**STATED TASK:** In the listing below, replace "biscuit" with "cookie" and copy out everything else unchanged. Leave out the picture.

**Extracted data entries:**

════════════════

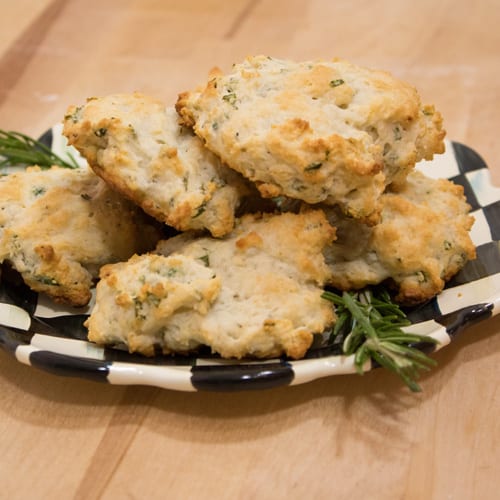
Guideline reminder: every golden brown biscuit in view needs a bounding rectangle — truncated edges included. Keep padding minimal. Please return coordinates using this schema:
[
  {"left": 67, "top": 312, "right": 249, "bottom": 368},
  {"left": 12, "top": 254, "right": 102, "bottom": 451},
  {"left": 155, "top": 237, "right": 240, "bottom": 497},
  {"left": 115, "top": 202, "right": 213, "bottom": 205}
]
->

════════════════

**SOLUTION:**
Guideline reminder: every golden brown cookie in view needs a bounding rectangle — truncated edges included. Keep padding minimal. Please return coordinates using this schema:
[
  {"left": 67, "top": 312, "right": 249, "bottom": 368},
  {"left": 12, "top": 254, "right": 102, "bottom": 451},
  {"left": 155, "top": 237, "right": 240, "bottom": 497},
  {"left": 115, "top": 202, "right": 213, "bottom": 205}
]
->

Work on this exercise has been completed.